• _Problem 1_
Rewrite the paragraph of the blog post below that begins "The following morning, I asked the receptionist" as a short bulleted list that keeps its main facts.
• _Problem 2_
Carry the blog post about reaching Gaza forward from its final sentence, keeping the same voice.

Posted: March 31, 2011 in Stuff

Right, so I have finally made it to Gaza.

In the end I came from Egypt, crossing at Rafah, in the Sinai desert. This was only possible thanks to Yasser at the Egyptian Embassy in London. I had spoken to him over the phone and explained my situation with the tiresome Israelis. He told me to fax him my passport and letter of invitation from the Gazan mental health agency, and that he would forward my request to Cairo. He said there was no reason why they shouldn’t let the good doctor into Gaza, although it could take up to two weeks to get permission, and therefore I should request to cross on Wednesday 30th June.

On Monday 28th I received a phone call from Yasser. He said that my request had been approved and that I had to be at the Rafah crossing in 48 hours. A little stressful. I booked the next flight to Cairo from London.

I arrived in Cairo the following afternoon. On arrival, I went to the tourist information office to ask how to get to Rafah. Three different people told me to go to three different bus terminals. In any case, there wouldn’t be any buses until the following morning, so I took a taxi to a hotel near one of the stations. The streets were full of cars but everything was eerily subdued, not at all as I remember Cairo. The taxi driver was nonplussed when I attempted to stretch the seat-belt around my paunch, then he insisted that I smoke one of his cigarettes. People here are certainly less concerned about longevity.

I spent the night in Caesar’s Palace Hotel – a shit hole with an empty but nevertheless blaring disco next to my bedroom.

The following morning, I asked the receptionist to call me a taxi to the first of the three bus stations. He told me it was too dangerous for me to go there; I should go to the second bus station on my list. Fine, I did. Then I took a 5 hour bus to Arish. The road passed beside miles of dunes and occasional camels and nomads. From Arish, I took a 45 minute taxi to the border at Rafah.

Rafah is not a nice place. A lot of hungry, angry people shouting in Arabic on the Egyptian side. They don’t like to see fat American men, and they don’t like it when fat American men prefer to roll their own suitcases rather than engage their services. I went up to the gatepost and handed the official my passport and my letter, in Arabic and English, from the Egyptian Embassy in London. He looked at them, then handed them back to me shaking his head. He said something in Arabic. I spoke to him in English. Mutual incomprehension.

Occasionally, Palestinians returning to Gaza passed by me. A few of them did speak English and asked me what I was waiting for. I showed them my letter. They read the Arabic and tried to reason with the Egyptian official. He wouldn’t budge. An old Palestinian lady really lost her temper with him, on my behalf. Her grandson said, these Egyptians, they are idiots.

• _Information shown_
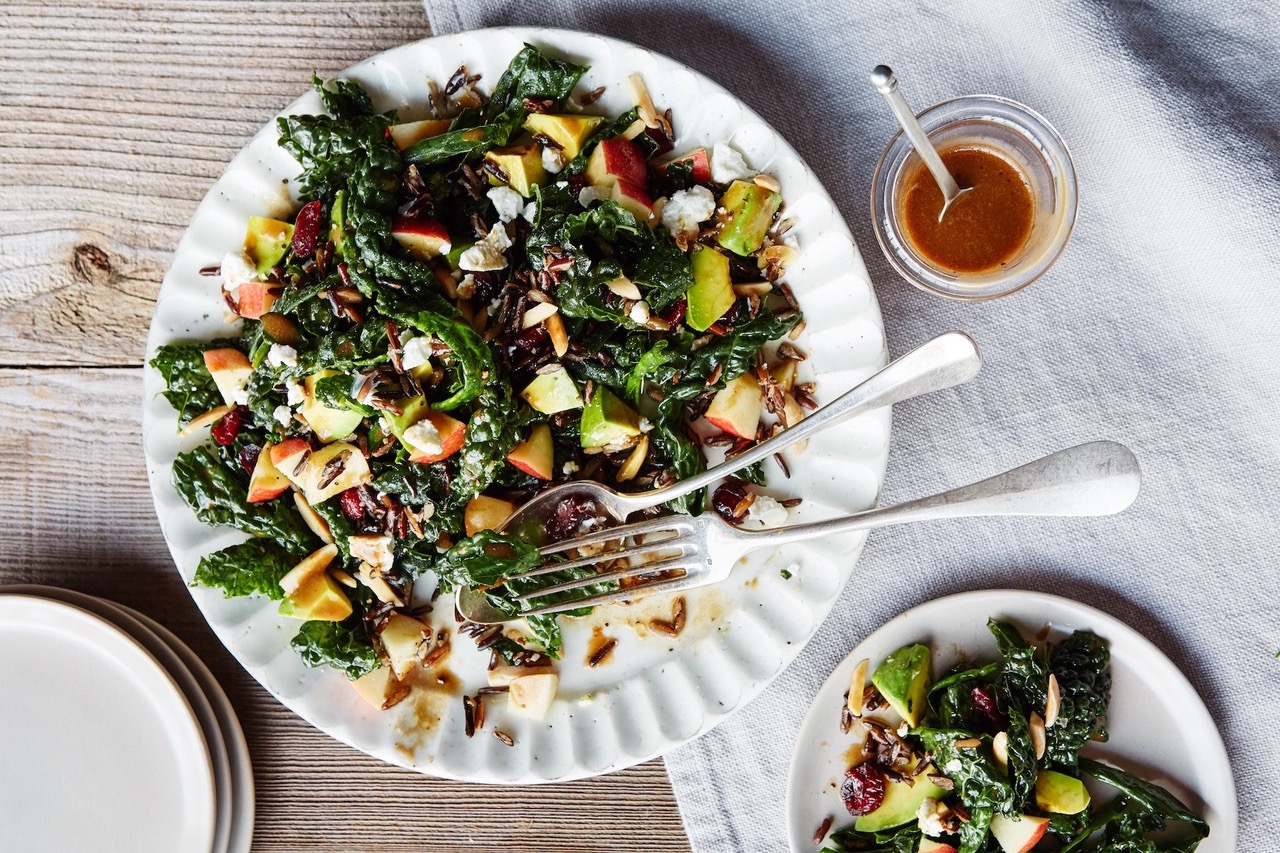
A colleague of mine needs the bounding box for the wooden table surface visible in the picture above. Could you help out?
[0,0,689,852]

• _Exercise result 1_
- The next morning, the writer asked the hotel receptionist to call a taxi to the first of the three bus stations.
- The receptionist said that station was too dangerous and recommended the second one, so the writer went there.
- From there, a 5-hour bus ride to Arish passed miles of dunes with occasional camels and nomads.
- From Arish, a 45-minute taxi ride brought the writer to the border at Rafah.

• _Exercise result 2_
After an while, a foreigner crossed from the Palestinian side. He was with a number of English speaking Palestinians. I asked one of them whether he could find out why they weren’t letting me cross. He took my letter and went to find a more senior officer. He spent a long time chatting to the officer, then he returned and told me that I didn’t have permission from the intelligence service. I would have to return to Cairo to get a letter from them.

The angry hungry people kept shouting and I did not relish the prospect of a 5 hour bus drive back to Cairo.

I phoned Yasser at the embassy in London. Thankfully he was at his desk. He said he would investigate and that he’d call me back in a few minutes.

I hung up and immediately received a text informing me that my UK pay-as-you-go phone was out of credit. More stress. I tried topping up by text and was astonished that it worked. A very fine service, for once.

Yasser called back two minutes later. He had spoken to Cairo, and Cairo was calling Rafah. That made me feel important. Yasser told me I should continue to wait outside the gate and someone would come out within minutes to get me. I thanked him, profusely.

Half an hour later, still nothing. I called Yasser again and told him that the good Doctor was beginning to worry. He said he would call Cairo once more but that, if I wasn’t let through that evening, I certainly would be on the following day.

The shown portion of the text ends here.